§ Listing
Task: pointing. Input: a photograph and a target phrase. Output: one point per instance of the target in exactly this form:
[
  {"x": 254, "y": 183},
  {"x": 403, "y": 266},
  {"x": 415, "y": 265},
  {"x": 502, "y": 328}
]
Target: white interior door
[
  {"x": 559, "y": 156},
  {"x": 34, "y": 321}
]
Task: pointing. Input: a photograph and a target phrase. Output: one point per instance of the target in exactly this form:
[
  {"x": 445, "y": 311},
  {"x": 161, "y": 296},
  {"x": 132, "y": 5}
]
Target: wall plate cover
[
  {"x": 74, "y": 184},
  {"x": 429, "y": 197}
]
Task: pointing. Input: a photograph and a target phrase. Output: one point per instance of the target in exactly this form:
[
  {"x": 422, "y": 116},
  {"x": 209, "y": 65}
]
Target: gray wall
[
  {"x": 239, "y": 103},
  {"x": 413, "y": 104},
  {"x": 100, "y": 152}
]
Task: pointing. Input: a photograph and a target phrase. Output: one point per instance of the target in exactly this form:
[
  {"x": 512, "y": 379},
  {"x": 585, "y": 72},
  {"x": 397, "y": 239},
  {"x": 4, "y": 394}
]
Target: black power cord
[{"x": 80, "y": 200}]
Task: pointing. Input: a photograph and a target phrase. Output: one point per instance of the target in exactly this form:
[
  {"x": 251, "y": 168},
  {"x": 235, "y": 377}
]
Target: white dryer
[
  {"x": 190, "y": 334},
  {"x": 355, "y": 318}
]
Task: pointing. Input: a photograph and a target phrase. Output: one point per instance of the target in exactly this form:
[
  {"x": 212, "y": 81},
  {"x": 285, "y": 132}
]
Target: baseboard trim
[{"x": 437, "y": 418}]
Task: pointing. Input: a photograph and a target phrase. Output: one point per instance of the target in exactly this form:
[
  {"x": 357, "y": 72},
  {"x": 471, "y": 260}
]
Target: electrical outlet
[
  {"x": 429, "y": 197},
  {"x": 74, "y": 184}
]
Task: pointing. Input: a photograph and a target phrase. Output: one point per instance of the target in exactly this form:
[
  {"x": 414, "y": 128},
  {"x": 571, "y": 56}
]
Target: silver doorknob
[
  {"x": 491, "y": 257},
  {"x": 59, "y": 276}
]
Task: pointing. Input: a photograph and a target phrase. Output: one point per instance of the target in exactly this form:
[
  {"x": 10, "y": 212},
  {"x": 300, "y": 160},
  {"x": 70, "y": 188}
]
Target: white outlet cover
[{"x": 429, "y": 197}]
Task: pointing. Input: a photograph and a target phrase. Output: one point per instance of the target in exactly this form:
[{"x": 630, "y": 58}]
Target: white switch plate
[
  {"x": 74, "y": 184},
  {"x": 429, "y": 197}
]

§ Set problem
Transcribe the material above in its entirety. Match it exactly.

§ Solution for this task
Task: pointing. Input: a photograph and a target phrase. Output: one point per instance of the target in exactly this form:
[
  {"x": 254, "y": 183},
  {"x": 403, "y": 266},
  {"x": 415, "y": 265},
  {"x": 502, "y": 328}
]
Target: white interior door
[
  {"x": 559, "y": 156},
  {"x": 34, "y": 321}
]
Task: pointing. Input: a photograph and a target phrase. Output: one point per instance of the target in exactly this form:
[
  {"x": 445, "y": 311},
  {"x": 161, "y": 296},
  {"x": 132, "y": 5}
]
Target: wall plate cover
[
  {"x": 74, "y": 184},
  {"x": 429, "y": 197}
]
Task: pointing. Input: a photograph and a target phrase. Output: one point per instance of the target in exactly this form:
[
  {"x": 422, "y": 116},
  {"x": 209, "y": 65}
]
Target: gray wall
[
  {"x": 239, "y": 103},
  {"x": 413, "y": 104},
  {"x": 100, "y": 152}
]
Task: pointing. Input: a photograph and a target phrase. Output: one point per instance of the target in exactly this form:
[
  {"x": 512, "y": 379},
  {"x": 585, "y": 72},
  {"x": 397, "y": 239},
  {"x": 4, "y": 394}
]
Target: black power cord
[{"x": 80, "y": 200}]
Task: pointing. Input: a photograph and a target phrase. Output: one point per instance of the target in exactly this form:
[
  {"x": 251, "y": 168},
  {"x": 235, "y": 377}
]
Target: white dryer
[
  {"x": 190, "y": 334},
  {"x": 355, "y": 318}
]
Task: pointing. Input: a photograph and a target phrase. Output: one point per instance of the target in exactly this form:
[
  {"x": 212, "y": 81},
  {"x": 285, "y": 132}
]
Target: baseboard trim
[{"x": 437, "y": 418}]
Task: pointing. Input: a photograph and a target phrase. Output: one point per instance of the target in exactly this form:
[
  {"x": 357, "y": 72},
  {"x": 471, "y": 260}
]
Target: electrical outlet
[
  {"x": 429, "y": 197},
  {"x": 74, "y": 184}
]
Task: pointing. Input: a photograph and a target phrase. Output: one point per instance of the target in exactly this form:
[
  {"x": 414, "y": 128},
  {"x": 571, "y": 56}
]
Target: silver doorknob
[
  {"x": 491, "y": 257},
  {"x": 59, "y": 276}
]
Task: pointing. Input: a photograph and a target phrase. Output: one point per instance of the target in exactly this form:
[
  {"x": 10, "y": 212},
  {"x": 300, "y": 160},
  {"x": 70, "y": 188}
]
Target: white outlet cover
[{"x": 429, "y": 197}]
Task: pointing. Input: a photograph and a target phrase. Output: one point per instance of the target in exactly this form:
[{"x": 630, "y": 58}]
Target: white switch plate
[
  {"x": 74, "y": 184},
  {"x": 429, "y": 197}
]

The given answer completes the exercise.